ACTIVITY:
Look through the listing below for the word "pixel" and copy every line where it occurs.

RECORDED DATA:
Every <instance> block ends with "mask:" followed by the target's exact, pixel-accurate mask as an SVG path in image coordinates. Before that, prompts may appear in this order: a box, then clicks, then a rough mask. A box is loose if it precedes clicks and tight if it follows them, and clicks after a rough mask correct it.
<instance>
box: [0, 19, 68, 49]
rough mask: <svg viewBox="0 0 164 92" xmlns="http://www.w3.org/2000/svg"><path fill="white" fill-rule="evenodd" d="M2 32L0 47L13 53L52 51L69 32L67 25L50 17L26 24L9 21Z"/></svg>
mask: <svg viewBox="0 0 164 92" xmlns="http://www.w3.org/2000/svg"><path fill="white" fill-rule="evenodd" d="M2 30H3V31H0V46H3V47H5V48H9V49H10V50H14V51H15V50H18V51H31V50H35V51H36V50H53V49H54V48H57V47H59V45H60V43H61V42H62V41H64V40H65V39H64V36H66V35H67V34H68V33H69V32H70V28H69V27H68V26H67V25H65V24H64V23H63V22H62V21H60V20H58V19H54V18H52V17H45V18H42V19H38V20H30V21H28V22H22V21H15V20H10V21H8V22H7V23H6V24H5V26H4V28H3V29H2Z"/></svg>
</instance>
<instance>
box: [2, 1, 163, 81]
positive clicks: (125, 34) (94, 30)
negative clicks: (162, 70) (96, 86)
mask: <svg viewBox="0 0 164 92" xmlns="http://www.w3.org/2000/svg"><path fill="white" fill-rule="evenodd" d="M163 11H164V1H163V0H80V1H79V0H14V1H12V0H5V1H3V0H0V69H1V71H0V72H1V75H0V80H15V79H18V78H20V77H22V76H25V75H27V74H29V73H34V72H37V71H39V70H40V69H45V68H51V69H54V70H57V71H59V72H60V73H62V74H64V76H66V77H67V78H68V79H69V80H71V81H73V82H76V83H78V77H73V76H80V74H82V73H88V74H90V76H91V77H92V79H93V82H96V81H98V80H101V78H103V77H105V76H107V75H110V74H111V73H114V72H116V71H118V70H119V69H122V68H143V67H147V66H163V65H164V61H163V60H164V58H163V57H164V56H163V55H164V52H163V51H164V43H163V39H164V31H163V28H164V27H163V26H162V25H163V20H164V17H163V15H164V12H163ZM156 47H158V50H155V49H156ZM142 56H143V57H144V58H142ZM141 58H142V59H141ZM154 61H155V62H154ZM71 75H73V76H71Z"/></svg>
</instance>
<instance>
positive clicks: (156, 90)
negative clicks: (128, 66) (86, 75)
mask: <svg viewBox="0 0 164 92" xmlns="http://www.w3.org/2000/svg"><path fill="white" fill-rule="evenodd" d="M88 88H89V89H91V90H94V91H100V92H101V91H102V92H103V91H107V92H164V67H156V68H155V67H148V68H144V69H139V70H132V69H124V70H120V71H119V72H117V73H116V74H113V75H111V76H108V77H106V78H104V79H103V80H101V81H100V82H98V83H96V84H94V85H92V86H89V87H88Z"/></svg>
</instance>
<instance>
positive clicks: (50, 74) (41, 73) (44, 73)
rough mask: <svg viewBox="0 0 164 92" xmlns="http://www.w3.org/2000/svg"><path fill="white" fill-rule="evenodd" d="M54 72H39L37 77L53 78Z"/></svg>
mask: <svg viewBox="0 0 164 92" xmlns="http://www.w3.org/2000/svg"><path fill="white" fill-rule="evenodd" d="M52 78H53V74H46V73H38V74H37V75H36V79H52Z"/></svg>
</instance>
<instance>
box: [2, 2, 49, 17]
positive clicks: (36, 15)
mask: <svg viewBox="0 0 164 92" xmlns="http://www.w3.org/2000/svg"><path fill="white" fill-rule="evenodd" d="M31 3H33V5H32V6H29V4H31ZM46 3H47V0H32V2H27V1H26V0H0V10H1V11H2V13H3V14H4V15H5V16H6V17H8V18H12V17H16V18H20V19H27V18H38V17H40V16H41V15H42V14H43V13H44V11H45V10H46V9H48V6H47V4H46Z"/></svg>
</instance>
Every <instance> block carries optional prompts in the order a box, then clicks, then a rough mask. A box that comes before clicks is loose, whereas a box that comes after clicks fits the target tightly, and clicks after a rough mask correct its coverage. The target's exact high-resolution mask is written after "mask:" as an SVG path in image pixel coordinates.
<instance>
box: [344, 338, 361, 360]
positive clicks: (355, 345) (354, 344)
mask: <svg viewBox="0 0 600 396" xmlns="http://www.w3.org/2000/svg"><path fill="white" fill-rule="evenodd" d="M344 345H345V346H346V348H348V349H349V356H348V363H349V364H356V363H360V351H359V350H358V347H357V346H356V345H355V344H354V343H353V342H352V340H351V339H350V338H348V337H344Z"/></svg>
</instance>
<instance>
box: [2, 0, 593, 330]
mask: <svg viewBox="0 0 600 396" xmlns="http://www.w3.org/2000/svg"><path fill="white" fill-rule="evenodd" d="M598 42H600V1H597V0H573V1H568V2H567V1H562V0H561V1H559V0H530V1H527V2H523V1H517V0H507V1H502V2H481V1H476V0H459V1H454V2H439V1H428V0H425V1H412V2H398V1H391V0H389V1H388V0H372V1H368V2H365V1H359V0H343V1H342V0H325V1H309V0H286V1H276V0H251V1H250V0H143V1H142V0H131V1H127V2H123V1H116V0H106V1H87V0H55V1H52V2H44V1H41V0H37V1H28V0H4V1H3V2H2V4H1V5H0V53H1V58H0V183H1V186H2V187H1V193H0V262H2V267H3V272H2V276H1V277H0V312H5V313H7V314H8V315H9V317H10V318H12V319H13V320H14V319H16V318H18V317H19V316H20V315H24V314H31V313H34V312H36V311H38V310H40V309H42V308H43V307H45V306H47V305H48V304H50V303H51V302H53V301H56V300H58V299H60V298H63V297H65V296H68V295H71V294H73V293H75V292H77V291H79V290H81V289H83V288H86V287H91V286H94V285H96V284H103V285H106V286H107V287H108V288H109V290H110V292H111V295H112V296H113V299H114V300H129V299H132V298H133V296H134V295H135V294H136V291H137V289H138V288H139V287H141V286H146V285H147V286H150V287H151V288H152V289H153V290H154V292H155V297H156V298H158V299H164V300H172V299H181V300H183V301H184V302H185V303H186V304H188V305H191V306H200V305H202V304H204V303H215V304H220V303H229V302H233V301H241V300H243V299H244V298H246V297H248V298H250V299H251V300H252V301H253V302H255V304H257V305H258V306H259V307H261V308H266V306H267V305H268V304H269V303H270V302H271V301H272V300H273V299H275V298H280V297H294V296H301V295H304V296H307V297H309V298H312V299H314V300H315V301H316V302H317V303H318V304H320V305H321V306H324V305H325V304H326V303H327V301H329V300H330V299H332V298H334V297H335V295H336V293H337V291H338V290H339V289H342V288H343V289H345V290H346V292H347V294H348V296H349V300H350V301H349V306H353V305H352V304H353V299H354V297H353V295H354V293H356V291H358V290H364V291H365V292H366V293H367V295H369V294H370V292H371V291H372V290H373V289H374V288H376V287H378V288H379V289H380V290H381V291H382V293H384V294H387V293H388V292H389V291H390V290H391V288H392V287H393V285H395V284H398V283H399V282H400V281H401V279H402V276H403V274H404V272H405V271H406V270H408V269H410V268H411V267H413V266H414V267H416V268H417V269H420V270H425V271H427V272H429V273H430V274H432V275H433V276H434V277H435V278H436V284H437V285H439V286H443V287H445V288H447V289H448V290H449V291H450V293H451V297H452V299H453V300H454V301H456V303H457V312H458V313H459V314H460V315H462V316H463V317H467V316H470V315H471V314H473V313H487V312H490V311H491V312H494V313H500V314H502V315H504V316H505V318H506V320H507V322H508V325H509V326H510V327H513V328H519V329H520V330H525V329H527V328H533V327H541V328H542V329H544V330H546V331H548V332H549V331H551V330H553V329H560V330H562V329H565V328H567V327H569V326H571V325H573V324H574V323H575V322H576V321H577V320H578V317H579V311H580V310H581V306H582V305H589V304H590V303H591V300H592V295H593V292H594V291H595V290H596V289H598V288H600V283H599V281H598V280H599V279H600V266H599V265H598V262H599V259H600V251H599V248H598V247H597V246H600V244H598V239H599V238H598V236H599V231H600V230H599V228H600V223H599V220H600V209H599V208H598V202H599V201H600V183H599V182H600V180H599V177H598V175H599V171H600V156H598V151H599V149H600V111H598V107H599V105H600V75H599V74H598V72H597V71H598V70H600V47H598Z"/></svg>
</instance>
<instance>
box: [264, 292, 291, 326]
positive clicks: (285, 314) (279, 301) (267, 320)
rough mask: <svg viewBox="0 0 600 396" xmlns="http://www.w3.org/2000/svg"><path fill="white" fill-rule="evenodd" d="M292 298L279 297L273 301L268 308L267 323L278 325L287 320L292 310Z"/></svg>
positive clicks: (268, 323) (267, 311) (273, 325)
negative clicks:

EXERCISE OUTPUT:
Every <instance> block ends with "mask:" followed by the target's exact, pixel-accurate mask as an SVG path in image coordinates. Before that, prompts may appear in this order: a box, then clicks, then a rough mask. A box is loose if it precedes clicks and tight if it follows them, and clicks after a rough mask correct it.
Every <instance> block carries optional prompts in the order a box, then clicks, then a rough mask. A box that comes before clicks is loose, whereas a box that comes after clicks fits the target tightly, and clicks after a rough mask correct its coverage. The target's exact high-resolution mask is written after "mask:" as an SVG path in image pixel coordinates.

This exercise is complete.